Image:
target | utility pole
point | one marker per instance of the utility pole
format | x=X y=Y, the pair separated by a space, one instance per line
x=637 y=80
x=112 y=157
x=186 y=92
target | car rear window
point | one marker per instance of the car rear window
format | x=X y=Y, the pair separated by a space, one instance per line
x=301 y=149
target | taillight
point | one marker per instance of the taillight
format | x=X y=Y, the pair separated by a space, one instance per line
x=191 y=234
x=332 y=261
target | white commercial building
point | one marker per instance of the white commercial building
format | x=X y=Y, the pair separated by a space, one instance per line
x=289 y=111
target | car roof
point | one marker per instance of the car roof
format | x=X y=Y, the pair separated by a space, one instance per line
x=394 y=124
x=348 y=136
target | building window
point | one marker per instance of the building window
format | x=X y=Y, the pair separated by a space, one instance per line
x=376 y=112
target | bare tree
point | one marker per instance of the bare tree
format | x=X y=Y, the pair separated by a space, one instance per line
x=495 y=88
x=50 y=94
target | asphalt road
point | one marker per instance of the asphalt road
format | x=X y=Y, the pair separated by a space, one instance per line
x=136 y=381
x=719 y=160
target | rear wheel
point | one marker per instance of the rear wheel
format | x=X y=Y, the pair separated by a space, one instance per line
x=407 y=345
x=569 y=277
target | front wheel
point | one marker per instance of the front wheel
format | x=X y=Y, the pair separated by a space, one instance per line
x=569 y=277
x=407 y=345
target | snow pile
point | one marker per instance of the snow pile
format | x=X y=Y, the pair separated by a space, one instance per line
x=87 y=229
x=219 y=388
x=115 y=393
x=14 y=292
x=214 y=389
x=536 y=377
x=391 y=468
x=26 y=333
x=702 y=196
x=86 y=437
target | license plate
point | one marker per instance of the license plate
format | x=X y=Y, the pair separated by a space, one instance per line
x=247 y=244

- - - - - - -

Your objective:
Retype the records in full. Keep every line identical to the original.

Expected answer:
Image:
target | utility pole
point | one marker per instance of the utility pole
format | x=X y=Y, the pair separated by a space, one instance per line
x=637 y=80
x=112 y=157
x=186 y=92
target | car rear window
point | one marker per instance of the car rear window
format | x=X y=Y, the pair separated by a space, one instance per line
x=301 y=149
target | taillight
point | one marker per instance of the taillight
format | x=X y=Y, the pair separated by a space, one instance per line
x=191 y=234
x=332 y=261
target | white commercial building
point | one marker per instance of the white commercial building
format | x=X y=Y, the pair separated by a space, one instance per line
x=289 y=111
target | car roof
point | one marker per instance of the car roof
format | x=X y=Y, the pair separated by a space, one instance per line
x=394 y=124
x=348 y=136
target | building window
point | one marker per instance of the building window
format | x=X y=Y, the pair separated by a space, one instance per line
x=376 y=112
target | bare tree
point | one marker per instance of the bare tree
format | x=X y=Y, the pair separated by a space, one instance per line
x=495 y=88
x=50 y=94
target | asphalt road
point | one marker per instance of the asphalt road
format | x=X y=Y, the pair separated by a space, one instance per line
x=136 y=381
x=719 y=160
target | rear wheel
point | one marker per instance of the rear wheel
format | x=X y=Y, the pair separated by a space, one instance per line
x=407 y=345
x=569 y=277
target | front wheel
point | one marker per instance of the front wheel
format | x=X y=Y, the pair separated by a space, one instance per line
x=569 y=277
x=407 y=345
target | snow pile
point | one marker per instance of the snow pile
format | x=X y=Y, the pair separated by a space, one instance per line
x=87 y=229
x=219 y=388
x=115 y=393
x=14 y=292
x=214 y=389
x=536 y=377
x=391 y=468
x=26 y=333
x=702 y=196
x=86 y=437
target | license plate
point | one marker per instance of the license plate
format | x=X y=Y, the pair separated by a space, one instance per line
x=247 y=244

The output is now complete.